**** PROVIDED DATA
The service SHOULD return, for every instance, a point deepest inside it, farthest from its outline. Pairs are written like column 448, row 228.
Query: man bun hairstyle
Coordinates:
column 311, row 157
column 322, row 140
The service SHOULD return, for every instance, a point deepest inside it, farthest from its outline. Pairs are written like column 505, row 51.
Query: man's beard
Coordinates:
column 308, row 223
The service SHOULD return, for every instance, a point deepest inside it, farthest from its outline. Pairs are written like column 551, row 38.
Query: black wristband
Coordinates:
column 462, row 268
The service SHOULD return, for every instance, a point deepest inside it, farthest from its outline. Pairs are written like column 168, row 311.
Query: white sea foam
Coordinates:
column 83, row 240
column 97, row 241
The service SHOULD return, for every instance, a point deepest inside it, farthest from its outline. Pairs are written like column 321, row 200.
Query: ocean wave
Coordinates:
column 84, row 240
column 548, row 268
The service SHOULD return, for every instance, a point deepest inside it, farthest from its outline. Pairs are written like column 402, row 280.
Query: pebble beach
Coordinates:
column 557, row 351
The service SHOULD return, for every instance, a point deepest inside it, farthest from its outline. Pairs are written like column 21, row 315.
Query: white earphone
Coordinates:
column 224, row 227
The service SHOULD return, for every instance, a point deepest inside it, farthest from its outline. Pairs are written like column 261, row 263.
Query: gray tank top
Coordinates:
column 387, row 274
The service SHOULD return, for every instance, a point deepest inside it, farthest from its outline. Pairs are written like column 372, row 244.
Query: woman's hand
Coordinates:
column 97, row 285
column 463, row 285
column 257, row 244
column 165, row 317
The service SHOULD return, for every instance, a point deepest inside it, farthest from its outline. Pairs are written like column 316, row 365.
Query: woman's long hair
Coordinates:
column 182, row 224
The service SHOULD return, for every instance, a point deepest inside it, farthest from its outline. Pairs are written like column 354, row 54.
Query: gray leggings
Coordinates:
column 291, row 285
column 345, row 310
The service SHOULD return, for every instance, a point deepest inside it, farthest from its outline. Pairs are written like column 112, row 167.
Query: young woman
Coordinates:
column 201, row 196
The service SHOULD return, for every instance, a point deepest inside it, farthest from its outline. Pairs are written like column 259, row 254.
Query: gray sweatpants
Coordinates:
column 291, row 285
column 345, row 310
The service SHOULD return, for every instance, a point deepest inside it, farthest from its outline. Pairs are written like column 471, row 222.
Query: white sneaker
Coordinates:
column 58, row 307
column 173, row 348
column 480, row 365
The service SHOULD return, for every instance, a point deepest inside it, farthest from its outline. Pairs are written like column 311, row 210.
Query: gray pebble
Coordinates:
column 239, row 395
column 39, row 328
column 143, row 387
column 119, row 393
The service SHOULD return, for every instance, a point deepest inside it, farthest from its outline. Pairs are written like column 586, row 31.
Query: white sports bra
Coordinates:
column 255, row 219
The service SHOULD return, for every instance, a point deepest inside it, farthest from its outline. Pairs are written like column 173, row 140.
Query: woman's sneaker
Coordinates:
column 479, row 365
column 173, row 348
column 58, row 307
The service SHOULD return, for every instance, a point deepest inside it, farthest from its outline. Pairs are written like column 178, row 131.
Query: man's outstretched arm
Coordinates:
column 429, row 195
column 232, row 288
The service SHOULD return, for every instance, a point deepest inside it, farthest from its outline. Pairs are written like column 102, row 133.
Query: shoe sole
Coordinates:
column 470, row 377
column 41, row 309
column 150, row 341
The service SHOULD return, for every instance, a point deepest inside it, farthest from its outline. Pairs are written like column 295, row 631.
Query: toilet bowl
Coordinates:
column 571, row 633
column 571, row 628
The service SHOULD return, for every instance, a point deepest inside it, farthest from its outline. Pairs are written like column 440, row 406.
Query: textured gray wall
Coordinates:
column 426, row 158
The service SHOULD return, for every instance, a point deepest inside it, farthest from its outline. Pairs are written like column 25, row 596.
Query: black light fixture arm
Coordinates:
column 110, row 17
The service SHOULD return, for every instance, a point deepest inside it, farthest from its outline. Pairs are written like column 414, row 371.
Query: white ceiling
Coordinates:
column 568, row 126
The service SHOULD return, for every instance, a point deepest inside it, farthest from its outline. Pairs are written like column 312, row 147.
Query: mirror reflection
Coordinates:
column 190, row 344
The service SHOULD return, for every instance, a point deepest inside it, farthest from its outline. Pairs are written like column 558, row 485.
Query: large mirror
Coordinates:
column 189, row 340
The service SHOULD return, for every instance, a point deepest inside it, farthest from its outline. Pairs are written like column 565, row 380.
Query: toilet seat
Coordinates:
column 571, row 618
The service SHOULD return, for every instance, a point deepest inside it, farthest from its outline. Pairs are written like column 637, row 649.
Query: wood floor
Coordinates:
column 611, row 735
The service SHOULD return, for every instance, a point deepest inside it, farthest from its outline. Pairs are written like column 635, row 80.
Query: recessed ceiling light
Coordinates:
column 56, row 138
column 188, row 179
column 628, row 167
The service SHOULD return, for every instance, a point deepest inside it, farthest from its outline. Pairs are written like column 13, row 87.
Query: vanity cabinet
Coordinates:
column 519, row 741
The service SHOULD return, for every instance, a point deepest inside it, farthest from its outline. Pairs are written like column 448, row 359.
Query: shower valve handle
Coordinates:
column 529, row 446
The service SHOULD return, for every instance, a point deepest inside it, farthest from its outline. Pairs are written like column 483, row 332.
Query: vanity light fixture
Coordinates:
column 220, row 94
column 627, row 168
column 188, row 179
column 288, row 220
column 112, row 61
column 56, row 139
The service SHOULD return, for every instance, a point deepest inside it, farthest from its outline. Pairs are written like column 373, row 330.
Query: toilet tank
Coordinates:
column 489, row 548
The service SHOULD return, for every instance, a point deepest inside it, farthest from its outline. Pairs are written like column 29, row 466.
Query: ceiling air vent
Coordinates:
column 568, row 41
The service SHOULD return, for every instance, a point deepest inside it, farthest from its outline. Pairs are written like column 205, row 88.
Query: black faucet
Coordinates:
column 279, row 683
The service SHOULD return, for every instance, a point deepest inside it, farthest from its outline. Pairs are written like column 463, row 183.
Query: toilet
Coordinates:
********
REQUIRED WORK:
Every line above must appear again in your reply, exactly as written.

WRITTEN ANSWER:
The service SHOULD return, for every instance, a point deepest inside it, farthest from its outline. Pairs are written like column 448, row 228.
Query: man bun hairstyle
Coordinates:
column 311, row 157
column 322, row 140
The service SHOULD return, for every instance, a point deepest inside it, farthest from its outline. Pairs are written like column 505, row 51.
Query: man's beard
Coordinates:
column 308, row 223
The service SHOULD return, for every instance, a point deepest inside it, farthest from its outline. Pairs are written like column 551, row 38.
Query: black wristband
Coordinates:
column 462, row 268
The service SHOULD return, for every instance, a point deepest inside it, farthest from its outline. Pairs are written like column 168, row 311.
Query: white sea foam
Coordinates:
column 83, row 240
column 97, row 241
The service SHOULD return, for every instance, a point deepest inside it, farthest from its outline. Pairs are written like column 321, row 200.
Query: ocean wave
Coordinates:
column 84, row 240
column 548, row 268
The service SHOULD return, for every instance, a point deepest inside it, farthest from its outline. Pairs are written like column 402, row 280.
Query: pebble beach
Coordinates:
column 557, row 351
The service SHOULD return, for every instance, a point deepest inside it, farthest from its outline. Pairs are written like column 21, row 315.
Query: white earphone
Coordinates:
column 224, row 227
The service SHOULD return, for every instance, a point deepest inside it, farthest from its outline. Pairs are written like column 261, row 263.
Query: gray tank top
Coordinates:
column 387, row 274
The service SHOULD return, for every instance, a point deepest inside it, farthest from its outline. Pairs are written like column 372, row 244.
Query: woman's hand
Coordinates:
column 97, row 285
column 463, row 285
column 257, row 244
column 165, row 317
The service SHOULD return, for every instance, a point deepest inside it, farthest from its outline. Pairs are written like column 316, row 365.
Query: woman's long hair
Coordinates:
column 182, row 224
The service SHOULD return, for every instance, a point deepest inside it, farthest from its outline. Pairs are written like column 354, row 54.
Query: gray leggings
Coordinates:
column 291, row 285
column 345, row 310
The service SHOULD return, for every instance, a point deepest inside it, farthest from its outline. Pairs are written like column 112, row 167.
Query: young woman
Coordinates:
column 201, row 196
The service SHOULD return, for every instance, a point deepest inside it, farthest from its outline. Pairs are written like column 259, row 254.
Query: gray sweatpants
Coordinates:
column 291, row 285
column 345, row 310
The service SHOULD return, for every instance, a point deepest inside it, farthest from its outline. Pairs are written like column 471, row 222.
Query: white sneaker
Coordinates:
column 58, row 307
column 173, row 348
column 480, row 365
The service SHOULD return, for every instance, a point deepest inside it, farthest from its outline. Pairs are written like column 311, row 210.
Query: gray pebble
Coordinates:
column 239, row 395
column 39, row 328
column 143, row 387
column 119, row 393
The service SHOULD return, for every instance, a point deepest inside it, farthest from its outline. Pairs are written like column 586, row 31.
Query: white sports bra
Coordinates:
column 255, row 219
The service SHOULD return, for every instance, a point deepest inside it, farthest from its outline. Pairs are written like column 173, row 140.
Query: woman's sneaker
Coordinates:
column 479, row 365
column 173, row 348
column 58, row 307
The service SHOULD return, for every instance, a point deepest inside it, farthest from its outline. Pairs are written like column 178, row 131.
Query: man's outstretched arm
Coordinates:
column 429, row 195
column 232, row 288
The service SHOULD return, for every instance, a point deepest inside it, farthest from its outline. Pairs are written like column 102, row 133.
Query: shoe sole
Coordinates:
column 470, row 377
column 41, row 309
column 150, row 341
The service SHOULD return, for every instance, a point deepest inside it, farthest from its outline. Pairs are written like column 295, row 631.
Query: toilet bowl
Coordinates:
column 571, row 633
column 571, row 628
The service SHOULD return, for every instance, a point deepest inside it, farthest from its outline. Pairs are written like column 440, row 406.
Query: textured gray wall
Coordinates:
column 426, row 158
The service SHOULD return, for every instance, a point deepest inside it, farthest from its outline. Pairs are written like column 25, row 596.
Query: black light fixture arm
Coordinates:
column 110, row 17
The service SHOULD return, for every instance, a point deepest inside it, farthest from its outline. Pairs are written like column 414, row 371.
Query: white ceiling
Coordinates:
column 568, row 126
The service SHOULD return, for every instance, a point deepest inside it, farthest from its outline. Pairs are written like column 312, row 147.
Query: mirror reflection
Coordinates:
column 190, row 344
The service SHOULD return, for every instance, a point deepest inside it, farthest from its outline. Pairs are written like column 558, row 485.
Query: large mirror
Coordinates:
column 189, row 340
The service SHOULD return, for every instance, a point deepest inside it, farthest from its outline. Pairs are written like column 565, row 380.
Query: toilet seat
Coordinates:
column 571, row 618
The service SHOULD return, for every instance, a point deepest inside it, farthest from its outline. Pairs are written like column 637, row 649.
Query: wood floor
Coordinates:
column 611, row 735
The service SHOULD return, for every instance, a point deepest inside it, farthest from its outline. Pairs are written like column 635, row 80.
Query: recessed ceiling light
Coordinates:
column 56, row 138
column 188, row 179
column 628, row 167
The service SHOULD return, for every instance, a point deepest inside it, farthest from its outline. Pairs are written like column 13, row 87.
Query: vanity cabinet
Coordinates:
column 519, row 741
The service SHOULD return, for every instance, a point deepest inside it, farthest from its outline. Pairs are written like column 448, row 359.
Query: shower valve handle
Coordinates:
column 529, row 446
The service SHOULD return, for every instance, a point deepest inside it, farthest from its outline. Pairs are written like column 483, row 332.
Query: vanity light fixture
Coordinates:
column 220, row 94
column 627, row 168
column 188, row 179
column 288, row 220
column 112, row 61
column 56, row 139
The service SHOULD return, for every instance, a point deepest inside it, farthest from its outline. Pairs are written like column 373, row 330.
Query: toilet tank
Coordinates:
column 489, row 548
The service SHOULD return, for every instance, a point deepest inside it, farthest from its outline. Pairs are written like column 29, row 466.
Query: ceiling air vent
Coordinates:
column 568, row 41
The service SHOULD return, for every instance, a point deepest inside it, farthest from its outline. Pairs are written like column 205, row 88.
Query: black faucet
Coordinates:
column 279, row 683
The service SHOULD return, for every instance, a point deepest inside it, farthest from its outline. Pairs are written like column 463, row 183.
Query: toilet
Coordinates:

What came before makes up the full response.